Reproduce every one of the following rows verbatim, changing nothing.
— BEGIN Entries provided —
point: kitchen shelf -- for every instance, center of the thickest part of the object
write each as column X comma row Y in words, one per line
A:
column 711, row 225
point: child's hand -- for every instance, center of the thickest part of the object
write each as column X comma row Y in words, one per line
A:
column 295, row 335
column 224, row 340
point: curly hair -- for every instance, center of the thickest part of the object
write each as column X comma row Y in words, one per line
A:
— END Entries provided —
The result =
point: kitchen shelf -- for every instance, center of the thickest part of the object
write each as column X comma row Y in words, one per line
A:
column 711, row 225
point: child's hand -- for every instance, center of the thickest part of the object
write each as column X comma row Y in words, one per line
A:
column 295, row 335
column 224, row 340
point: curly hair -- for every instance, center of the thickest part of the object
write each as column X comma row Y in words, one per line
A:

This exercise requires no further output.